▶ [DOCUMENT EXCERPT]:
........

# P60 differs from final payslip



## Dipper (6 Apr 2010)

I usually use ROS to request a P21 and claim for med expenses, bin charges etc... This is normally straightforward in that I wait until my P60 comes to make sure I put in the exact amount earned last year and then tick all the relevant boxes online. This year though, my P60 says that I earned less than my final payslip for 2009 did - by over €7000. I am a teacher therefore paid by the Dept of Ed - so has this anything to do with the pension levy/income levy? And which amount should I use when completing my online claim? The ROS site says to enter total income for 2009 as per the P60, but my feeling would be to enter what my final payslip says, seeing as it's more.
Can anyone help or advise?


----------



## Towger (6 Apr 2010)

The P60 'Total Pay' is less pension/PRD deductions, it is what you pay Tax on. You should also have a PRD60, which details your PRD for the year. Assuming the difference between the two is from the PRD (and pension) and not a mistake you should use the P60 figures.


----------



## Dipper (6 Apr 2010)

Thanks Towdger. That would make sense, as my rough calculations reckoned that the levies were resulting in that level of a paycut - which is close to 15%, I think. Kind of brings it home hard.

I have been reading up on AAM and have learned that I should also be receiving an Income Levy certificate too? I presume these are being delayed due to current industrial relations issues between the government and its employees...

From what you have said though, I guess I can go ahead and use the P60 amount


----------



## Towger (6 Apr 2010)

15% is probably what you are paying in both Pension and PRD. When you consider that a private sector person would have to contribute nearly 30% of their earnings from the day they started working to get the equivalent pension it seems a good deal.


----------



## Dipper (6 Apr 2010)

I'm not even going to start into this public\private argument. I have worked in both sectors and can see the pros and cons of both. 
No matter what anyone says or does, or which sector you work in, a 15% pay cut is tough - and when it's followed by another 7% that makes it even tougher.
But thanks for your responses.


----------

........

▶ [MATERIAL SHOWN]:
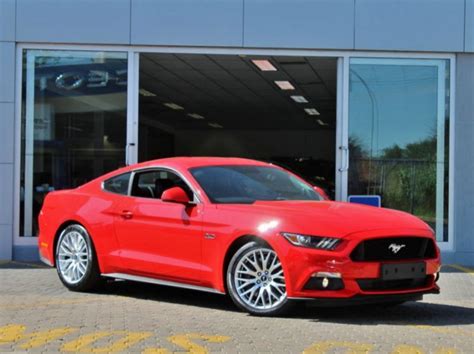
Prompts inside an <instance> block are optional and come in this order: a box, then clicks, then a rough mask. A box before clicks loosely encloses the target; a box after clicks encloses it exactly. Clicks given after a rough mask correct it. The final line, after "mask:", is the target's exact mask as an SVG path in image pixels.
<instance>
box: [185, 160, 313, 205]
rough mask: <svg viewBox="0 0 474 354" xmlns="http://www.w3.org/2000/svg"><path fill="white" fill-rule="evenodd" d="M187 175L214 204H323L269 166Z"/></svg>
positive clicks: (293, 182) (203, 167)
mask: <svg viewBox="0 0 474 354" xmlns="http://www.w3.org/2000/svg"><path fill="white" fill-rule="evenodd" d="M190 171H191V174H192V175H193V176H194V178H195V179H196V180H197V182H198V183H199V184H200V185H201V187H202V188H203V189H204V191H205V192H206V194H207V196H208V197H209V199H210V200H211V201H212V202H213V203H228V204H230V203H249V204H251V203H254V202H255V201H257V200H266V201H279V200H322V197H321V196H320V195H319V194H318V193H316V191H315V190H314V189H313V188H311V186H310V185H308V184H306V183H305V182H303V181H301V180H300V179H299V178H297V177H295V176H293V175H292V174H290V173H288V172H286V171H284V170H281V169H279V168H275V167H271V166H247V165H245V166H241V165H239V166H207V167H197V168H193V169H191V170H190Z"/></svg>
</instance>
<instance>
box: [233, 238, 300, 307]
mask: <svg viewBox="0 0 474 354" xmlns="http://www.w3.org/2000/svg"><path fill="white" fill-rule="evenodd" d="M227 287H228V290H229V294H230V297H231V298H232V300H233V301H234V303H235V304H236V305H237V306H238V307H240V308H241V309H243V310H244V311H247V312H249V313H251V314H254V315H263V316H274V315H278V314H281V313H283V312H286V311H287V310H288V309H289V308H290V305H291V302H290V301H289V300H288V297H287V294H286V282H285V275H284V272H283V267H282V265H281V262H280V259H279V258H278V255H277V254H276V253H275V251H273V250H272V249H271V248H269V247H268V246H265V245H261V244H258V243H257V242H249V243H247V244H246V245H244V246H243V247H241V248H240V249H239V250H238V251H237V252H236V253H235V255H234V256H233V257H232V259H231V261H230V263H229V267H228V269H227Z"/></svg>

........

▶ [REQUIRED WORK]:
**a)** Decide whether each statement agrees with the P60 thread, and answer yes or no with the exact words from the thread that settle it. (i) Dipper's P60 showed higher earnings than the final 2009 payslip. (ii) Towger states that the P60 'Total Pay' is less pension/PRD deductions. (iii) Dipper has worked only in the public sector.
**b)** Copy word for word the stretch of the P60 thread from "I'm not even" through "it even tougher.".

▶ [RESULTS]:
**a)**
(i) No: "my P60 says that I earned less than my final payslip for 2009 did"
(ii) Yes: "The P60 'Total Pay' is less pension/PRD deductions"
(iii) No: "I have worked in both sectors"

**b)**
I'm not even going to start into this public\private argument. I have worked in both sectors and can see the pros and cons of both. 
No matter what anyone says or does, or which sector you work in, a 15% pay cut is tough - and when it's followed by another 7% that makes it even tougher.